▶ _Task objective_
Copy the items below, swapping each "minivan" for "van" and changing nothing else. Leave the pictures out of your answer.

_ _ _ _ _

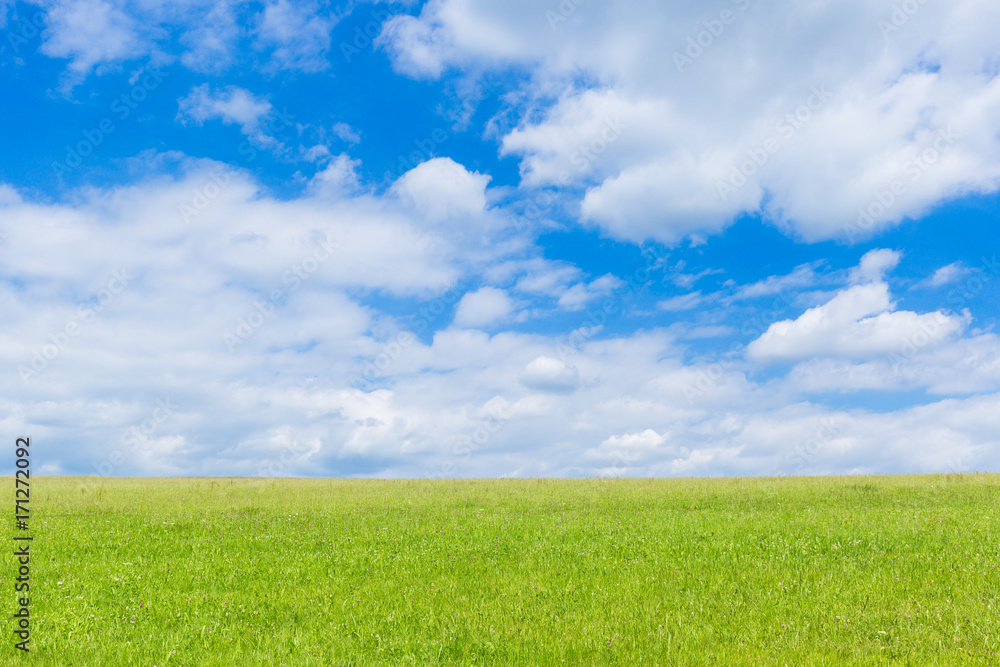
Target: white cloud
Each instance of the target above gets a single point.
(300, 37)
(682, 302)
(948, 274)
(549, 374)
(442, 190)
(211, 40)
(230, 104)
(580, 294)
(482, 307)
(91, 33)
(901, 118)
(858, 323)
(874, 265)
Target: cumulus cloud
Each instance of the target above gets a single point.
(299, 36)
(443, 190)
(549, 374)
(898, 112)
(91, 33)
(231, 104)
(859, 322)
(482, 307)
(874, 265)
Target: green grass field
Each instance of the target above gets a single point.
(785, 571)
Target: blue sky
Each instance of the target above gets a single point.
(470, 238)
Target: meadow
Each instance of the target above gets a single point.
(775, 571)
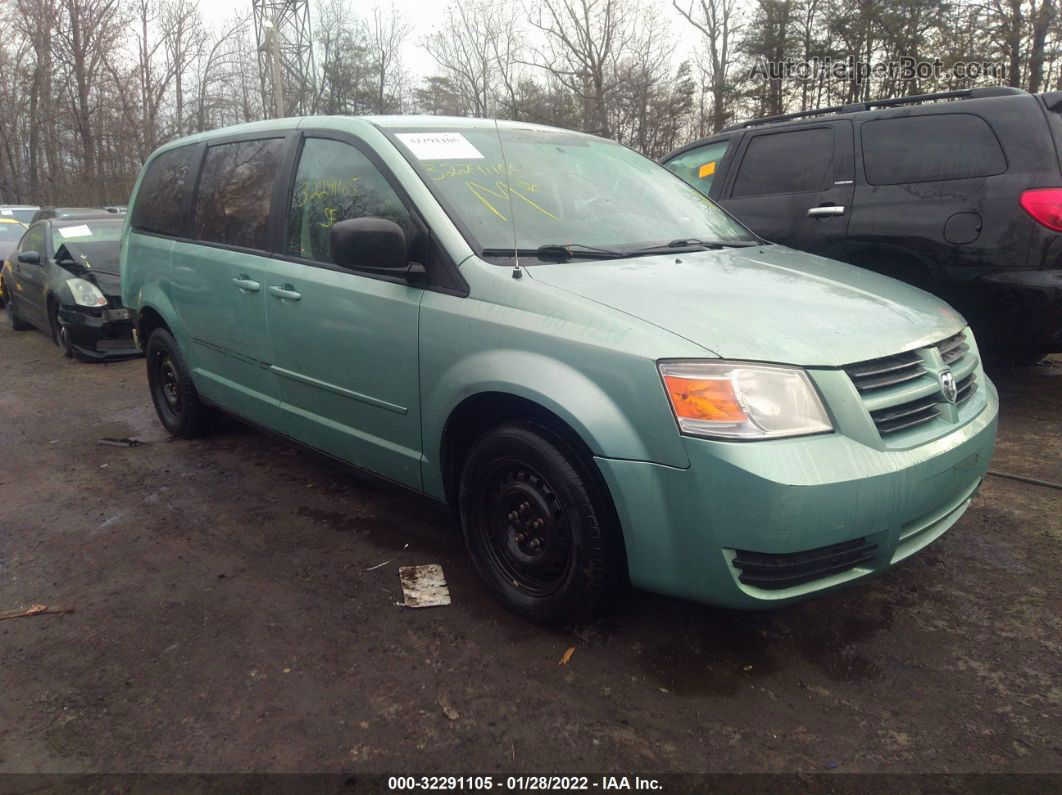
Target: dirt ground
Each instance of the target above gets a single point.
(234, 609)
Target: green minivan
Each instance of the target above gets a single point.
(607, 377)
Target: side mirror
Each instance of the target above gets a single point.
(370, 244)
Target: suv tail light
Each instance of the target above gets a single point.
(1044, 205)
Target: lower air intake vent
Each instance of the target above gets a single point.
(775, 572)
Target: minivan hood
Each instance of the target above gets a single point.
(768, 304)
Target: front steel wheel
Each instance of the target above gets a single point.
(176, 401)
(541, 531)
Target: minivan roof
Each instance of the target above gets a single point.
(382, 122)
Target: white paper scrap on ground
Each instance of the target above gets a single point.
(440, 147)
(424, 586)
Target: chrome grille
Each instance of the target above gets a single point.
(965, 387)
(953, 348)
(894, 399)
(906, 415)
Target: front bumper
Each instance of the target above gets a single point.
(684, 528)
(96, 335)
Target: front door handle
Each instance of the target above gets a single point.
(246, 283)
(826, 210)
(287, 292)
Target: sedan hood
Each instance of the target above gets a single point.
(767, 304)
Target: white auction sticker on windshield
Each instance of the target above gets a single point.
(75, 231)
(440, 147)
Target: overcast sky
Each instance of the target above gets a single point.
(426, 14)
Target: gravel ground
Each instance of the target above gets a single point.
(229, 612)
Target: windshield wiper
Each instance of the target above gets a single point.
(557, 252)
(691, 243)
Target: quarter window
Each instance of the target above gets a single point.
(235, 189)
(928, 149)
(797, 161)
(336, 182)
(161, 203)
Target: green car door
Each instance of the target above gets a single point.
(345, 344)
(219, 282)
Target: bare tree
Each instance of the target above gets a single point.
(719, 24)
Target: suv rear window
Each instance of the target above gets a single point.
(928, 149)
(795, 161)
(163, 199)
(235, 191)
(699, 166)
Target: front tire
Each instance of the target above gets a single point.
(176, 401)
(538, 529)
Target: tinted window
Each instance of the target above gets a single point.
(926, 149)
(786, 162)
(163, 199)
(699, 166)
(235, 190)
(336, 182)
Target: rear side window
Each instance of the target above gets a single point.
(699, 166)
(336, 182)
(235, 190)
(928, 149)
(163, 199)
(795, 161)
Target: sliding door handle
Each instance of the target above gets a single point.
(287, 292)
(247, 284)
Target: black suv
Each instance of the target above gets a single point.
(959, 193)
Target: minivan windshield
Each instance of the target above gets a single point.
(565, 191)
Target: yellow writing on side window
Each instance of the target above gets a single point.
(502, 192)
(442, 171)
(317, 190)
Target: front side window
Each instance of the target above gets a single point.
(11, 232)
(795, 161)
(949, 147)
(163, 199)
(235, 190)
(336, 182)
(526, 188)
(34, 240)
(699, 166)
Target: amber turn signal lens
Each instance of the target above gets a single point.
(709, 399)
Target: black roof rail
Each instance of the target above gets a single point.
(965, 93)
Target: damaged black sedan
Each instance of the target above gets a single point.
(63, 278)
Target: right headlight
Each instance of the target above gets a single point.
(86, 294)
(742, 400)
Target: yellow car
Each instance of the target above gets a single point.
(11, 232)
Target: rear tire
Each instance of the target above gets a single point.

_ _ _ _ _

▶ _Answer to the exercise_
Target: white cloud
Each instance of the target above gets a single point.
(300, 37)
(682, 302)
(948, 274)
(549, 374)
(442, 190)
(211, 40)
(230, 104)
(580, 294)
(482, 307)
(91, 33)
(901, 118)
(858, 323)
(874, 265)
Target: cumulus cloud
Each instance of the target above gets a single point.
(299, 36)
(443, 190)
(549, 374)
(898, 112)
(91, 33)
(231, 104)
(859, 322)
(482, 307)
(874, 265)
Target: green grass field
Each instance of the target above gets a single point.
(785, 571)
Target: blue sky
Each instance of the target above gets a single point.
(470, 238)
Target: meadow
Each instance of the target above gets a single point.
(775, 571)
Target: dirt ground
Each instance of the target above gets a single point.
(234, 609)
Target: green van
Each instance of the target above gets a single point.
(607, 377)
Target: side mirror
Each instance of the target above gets a single point.
(370, 244)
Target: suv tail light
Each instance of the target above gets a single point.
(1044, 205)
Target: lower air intake vent
Each instance of the target above gets a single point.
(775, 572)
Target: van hood
Each instance of the target above gets a single point.
(768, 304)
Target: front steel wheel
Each instance of the target above gets a single point.
(176, 401)
(541, 531)
Target: van roof
Each instance of the target above gets a single point.
(382, 122)
Target: white paper scrap on ground
Each instance of the target above gets a single point.
(440, 147)
(424, 586)
Target: chrome grille
Each instance of the target above gets a single point.
(965, 387)
(953, 348)
(894, 399)
(906, 415)
Target: front bumper
Each instance of the target above gets a single point.
(684, 528)
(96, 335)
Target: front door handle
Each instance of the target above gets a single point.
(246, 283)
(826, 210)
(287, 292)
Target: sedan hood
Each instance of the target above gets a single point.
(767, 304)
Target: white auction sticker on windshield
Each instance of the target above gets a single point.
(75, 231)
(440, 147)
Target: overcast sky
Each instance of the target above gets a single point.
(426, 14)
Target: gravel ground
Each instance of the target above gets a single point.
(229, 612)
Target: windshield wiper
Each instance of the target above gets a single point.
(557, 252)
(691, 243)
Target: quarter window
Each instance of the target above gets a single point.
(235, 189)
(928, 149)
(797, 161)
(336, 182)
(161, 203)
Target: green car door
Each instance of the target above gets a single point.
(345, 344)
(219, 282)
Target: bare tree
Each instance of the target above gets a single point.
(719, 24)
Target: suv rear window
Each instance of the target above gets a single point.
(928, 149)
(795, 161)
(163, 199)
(235, 191)
(699, 166)
Target: front tire
Each instance of the target above gets a single point.
(176, 401)
(538, 529)
Target: tinted window
Each instance of the target above gets a single point.
(926, 149)
(786, 162)
(163, 199)
(699, 166)
(235, 190)
(336, 182)
Target: rear side window
Each instance of the target above gets a single point.
(699, 166)
(336, 182)
(235, 190)
(928, 149)
(163, 199)
(795, 161)
Target: sliding door handle
Each instance of the target above gets a single point.
(287, 292)
(247, 284)
Target: black suv
Each instance of the target above gets a single point.
(959, 193)
Target: van windshield
Each instance of the target above gets a single point.
(565, 191)
Target: yellow writing on side window
Each instance of the target above gets a single point.
(502, 192)
(442, 171)
(317, 190)
Target: front side window
Each instance of the target above gets a single point.
(11, 232)
(795, 161)
(949, 147)
(163, 199)
(235, 190)
(336, 182)
(526, 188)
(34, 240)
(699, 166)
Target: amber turn signal lens
Each instance of the target above gets a single point.
(709, 399)
Target: black roof rail
Each instance of the target above gets a single point.
(965, 93)
Target: damaged black sedan
Each instance of the target above gets a single point.
(63, 278)
Target: right headlight
Each instance of the target above gets a single point.
(86, 294)
(742, 400)
Target: yellow car
Each instance of the target above gets a single point.
(11, 232)
Target: rear tire
Each instance of the target above gets a single point.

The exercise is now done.